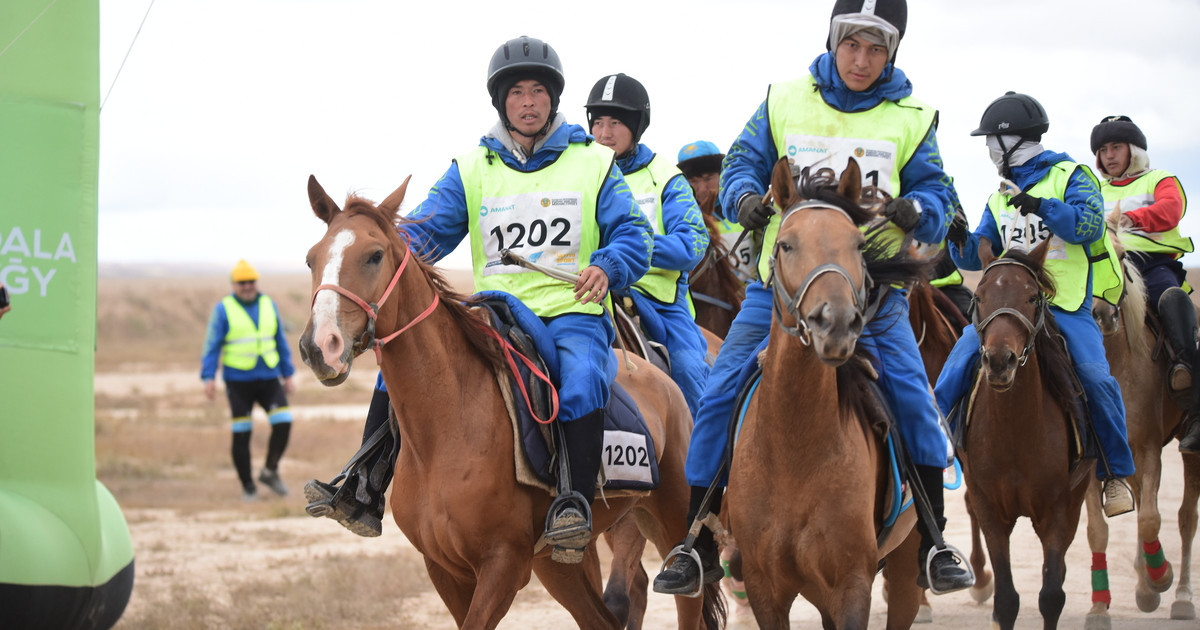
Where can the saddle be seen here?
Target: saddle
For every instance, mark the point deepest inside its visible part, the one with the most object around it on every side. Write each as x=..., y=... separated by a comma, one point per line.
x=629, y=461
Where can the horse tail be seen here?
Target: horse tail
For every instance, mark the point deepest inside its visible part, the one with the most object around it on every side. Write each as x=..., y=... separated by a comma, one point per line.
x=714, y=612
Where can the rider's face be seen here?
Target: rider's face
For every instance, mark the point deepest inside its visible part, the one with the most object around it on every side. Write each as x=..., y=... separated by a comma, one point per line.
x=859, y=63
x=527, y=106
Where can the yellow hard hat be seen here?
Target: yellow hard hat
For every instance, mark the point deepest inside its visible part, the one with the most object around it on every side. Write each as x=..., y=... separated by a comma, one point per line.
x=243, y=273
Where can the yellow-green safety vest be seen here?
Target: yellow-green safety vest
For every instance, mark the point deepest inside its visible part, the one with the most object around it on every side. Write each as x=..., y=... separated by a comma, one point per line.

★ ★ ★ ★ ★

ABOUT THIS EXERCISE: Line by line, print the records exactly, leaving the pictures behind.

ANSWER TO THIS PROBLEM:
Where can the saddle be seen here?
Target: saddle
For every instance, mark the point deepest inside its visible part, the one with the most object around it on every side. Write each as x=..., y=... separated by a comma, one point per line.
x=629, y=461
Where can the horse tail be seen here?
Target: horse tail
For every instance, mark the point deepest inside its visible part, the one with the most object around it on every side. Write each as x=..., y=... separated by a comma, one point per line.
x=714, y=612
Where can the rider's face be seen here?
Target: rider's face
For every instance, mark the point deepest inside its visible part, the one with the most object around it on every side. Write each as x=..., y=... separated by a comma, one point per line.
x=859, y=63
x=527, y=106
Where can the yellow hard hat be seen here?
Target: yellow hard hat
For every instance, mark the point deepest inside its visible part, the one with the most object around it on every side. Write each as x=..., y=... separated by a comma, one point per line.
x=243, y=273
Where can the yellow-green safety vest be seen here?
Target: yellow-green safety vest
For every instance, mark the point deepest inside its visible part, the one with the most object around it on every side. Write each as x=..., y=... separated by a comma, one point per line.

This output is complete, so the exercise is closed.